== PROVIDED RECORDS ==
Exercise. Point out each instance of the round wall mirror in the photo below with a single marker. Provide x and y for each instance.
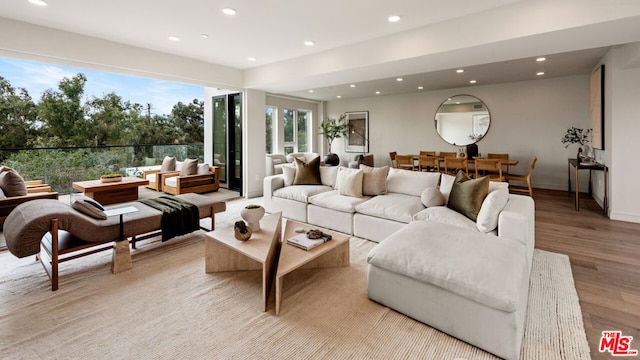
(462, 120)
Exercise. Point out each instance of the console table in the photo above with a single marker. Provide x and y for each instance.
(587, 166)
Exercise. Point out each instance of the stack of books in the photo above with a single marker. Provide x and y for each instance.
(302, 241)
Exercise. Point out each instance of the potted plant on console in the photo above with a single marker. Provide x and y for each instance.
(332, 129)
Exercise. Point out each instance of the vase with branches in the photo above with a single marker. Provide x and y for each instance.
(332, 129)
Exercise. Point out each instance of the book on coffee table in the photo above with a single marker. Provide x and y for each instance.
(303, 242)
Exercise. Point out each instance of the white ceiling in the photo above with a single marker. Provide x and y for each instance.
(493, 40)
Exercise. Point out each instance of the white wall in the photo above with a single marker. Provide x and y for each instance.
(527, 118)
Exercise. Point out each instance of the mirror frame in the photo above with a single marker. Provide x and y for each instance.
(475, 121)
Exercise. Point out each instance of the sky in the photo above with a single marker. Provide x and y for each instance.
(38, 77)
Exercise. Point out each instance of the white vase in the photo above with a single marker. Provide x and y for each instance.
(252, 217)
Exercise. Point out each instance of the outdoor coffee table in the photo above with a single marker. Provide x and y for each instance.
(111, 192)
(333, 253)
(223, 252)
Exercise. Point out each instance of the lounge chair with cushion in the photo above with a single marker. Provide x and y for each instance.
(56, 231)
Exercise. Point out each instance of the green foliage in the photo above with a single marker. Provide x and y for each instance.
(334, 128)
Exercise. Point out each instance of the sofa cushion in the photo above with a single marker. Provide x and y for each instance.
(492, 205)
(432, 197)
(410, 182)
(333, 200)
(189, 167)
(374, 181)
(168, 164)
(300, 193)
(307, 173)
(11, 183)
(351, 184)
(328, 175)
(392, 206)
(444, 215)
(480, 267)
(468, 194)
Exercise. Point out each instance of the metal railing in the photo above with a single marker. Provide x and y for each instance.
(59, 167)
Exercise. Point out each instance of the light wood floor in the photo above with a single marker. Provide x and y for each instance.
(605, 260)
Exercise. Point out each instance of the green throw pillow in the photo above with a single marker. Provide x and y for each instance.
(468, 194)
(307, 173)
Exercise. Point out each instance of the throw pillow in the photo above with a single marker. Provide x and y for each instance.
(351, 184)
(492, 205)
(374, 180)
(288, 173)
(89, 207)
(468, 194)
(168, 164)
(432, 197)
(189, 167)
(11, 183)
(307, 173)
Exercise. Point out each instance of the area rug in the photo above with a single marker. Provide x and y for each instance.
(167, 307)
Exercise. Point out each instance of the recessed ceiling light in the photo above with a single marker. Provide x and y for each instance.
(229, 11)
(38, 2)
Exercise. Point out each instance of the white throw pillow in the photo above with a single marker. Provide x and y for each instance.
(351, 183)
(446, 183)
(374, 180)
(89, 207)
(432, 196)
(328, 175)
(289, 174)
(492, 205)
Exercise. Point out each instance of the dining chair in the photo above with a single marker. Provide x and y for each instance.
(453, 164)
(523, 178)
(489, 167)
(428, 163)
(392, 156)
(446, 154)
(405, 162)
(505, 168)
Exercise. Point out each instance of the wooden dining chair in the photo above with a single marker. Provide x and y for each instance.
(489, 167)
(446, 154)
(505, 168)
(453, 164)
(429, 153)
(405, 162)
(523, 178)
(392, 156)
(428, 163)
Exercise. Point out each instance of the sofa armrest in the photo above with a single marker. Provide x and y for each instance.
(517, 222)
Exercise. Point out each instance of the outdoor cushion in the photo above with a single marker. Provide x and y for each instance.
(392, 206)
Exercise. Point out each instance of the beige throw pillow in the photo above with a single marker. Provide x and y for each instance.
(468, 194)
(189, 167)
(374, 180)
(351, 183)
(168, 164)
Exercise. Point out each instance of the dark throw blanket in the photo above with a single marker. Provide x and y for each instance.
(179, 217)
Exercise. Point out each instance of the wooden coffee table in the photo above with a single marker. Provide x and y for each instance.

== EXERCISE AIM ==
For the data above, return an exact copy that contains no pictures.

== ANSWER TO THIS TASK ==
Exercise. Point out each instance of the round wall mirror in the photo below with a single marker. Provide x and y for each instance.
(462, 120)
Exercise. Point out each instance of the console table in the photo above with a single marker. Provide x and y for each instance.
(587, 166)
Exercise. Point out each instance of the stack of books in the photo above with a single marker. Provide x and y for each instance.
(302, 241)
Exercise. Point out each instance of the potted plant on console in the photo above with a single marker. Provide x and y for each instance.
(332, 129)
Exercise. Point out each instance of the vase with branches in the photo above with a single marker. Provide x and y for each instance.
(332, 129)
Exercise. Point out each instance of the book on coffee table in the photo above with a single marker. Provide x and y for each instance.
(303, 242)
Exercise. Point out each instance of the white ceiling in the photo above with a single marker. Provide x and y for each instance.
(493, 40)
Exercise. Point out each instance of the white wall in the photo above with a single marker. Provide x and y for each instance.
(527, 118)
Exercise. Point out each instance of the mirror frame in the photo above with a single marker. Provide x and y for each instance.
(475, 121)
Exercise. Point out each instance of the sky in the photo above with a single marker. Provide x and y for each instance.
(38, 77)
Exercise. Point out each instance of the white vase in the photo above with a single marker. Provide x and y for each instance.
(252, 217)
Exercise. Point out each instance of the outdoor coffee table in the photo above with a single marker. Provide x and y for each instance.
(111, 192)
(333, 253)
(223, 252)
Exercise. Point out each instance of the lounge chair with cushion in the photo above with a single marker. Provide x and y for each instance.
(56, 231)
Exercise. Point out each instance of the green foliage in the photo above with a single marker. Provide x and y for each instance.
(334, 128)
Exercise. Point out each instance of the sofa cushion in the photo above with a single marker. Provide x and y for each instance.
(492, 205)
(432, 197)
(410, 182)
(333, 200)
(189, 167)
(374, 181)
(168, 164)
(300, 193)
(307, 173)
(11, 183)
(351, 184)
(328, 175)
(392, 206)
(444, 215)
(480, 267)
(468, 194)
Exercise. Point out each instance of the metal railing in the photo above with a single marker. Provide x and y for each instance.
(59, 167)
Exercise. Point out each instance of the light wood floor in the photo above with a single marker. Provide x and y for each instance.
(605, 260)
Exercise. Point out each instance of the green throw pillow in the photo above with a single marker. Provide x and y for each instance.
(468, 194)
(307, 173)
Exercise. Point out each instance of the throw pillow in the photo above with a single marker. Provide x and y for each instance.
(351, 184)
(492, 205)
(374, 180)
(288, 173)
(89, 207)
(468, 194)
(168, 164)
(432, 197)
(189, 167)
(11, 183)
(307, 173)
Exercise. Point out each instance of the area rug in the photo above with a single marker. Provide x and y for each instance.
(167, 307)
Exercise. Point out each instance of the recessed ceiling light in the photo above with a single marker. Provide x and y for each instance.
(229, 11)
(38, 2)
Exercise. Point out each instance of the white throw pillow in the photo above with a single marker. Provide x and y for each instance.
(351, 183)
(446, 183)
(374, 180)
(89, 207)
(432, 196)
(328, 175)
(289, 174)
(492, 205)
Exercise. Point out each instance of the dining chair in the photo above with a single marker. Provide x and y for each instance.
(453, 164)
(523, 178)
(489, 167)
(428, 163)
(392, 156)
(446, 154)
(405, 162)
(505, 168)
Exercise. Point out each instance of the wooden dining chair in the photo above with a single marker. Provide x and y for each instance.
(489, 167)
(446, 154)
(505, 168)
(453, 164)
(429, 153)
(405, 162)
(523, 178)
(392, 156)
(428, 163)
Exercise. Point out each instance of the sofa armrest in the photo above with a single marker. Provide x and y for each instance.
(517, 222)
Exercise. Point out each instance of the outdoor cushion in the photo above with a single marker. Provide x and y for each instance.
(392, 206)
Exercise. Point out each instance of the beige throw pillow in the photo above with a single marker. Provide x and y for each instance.
(468, 194)
(189, 167)
(374, 180)
(351, 183)
(168, 164)
Exercise. Point out each instance of the dark throw blanket in the photo above with a single marker. Provide x and y for each instance.
(179, 217)
Exercise. Point out each instance of the wooden coffee table in the photo above with a single marker. Provide x and y for each instance.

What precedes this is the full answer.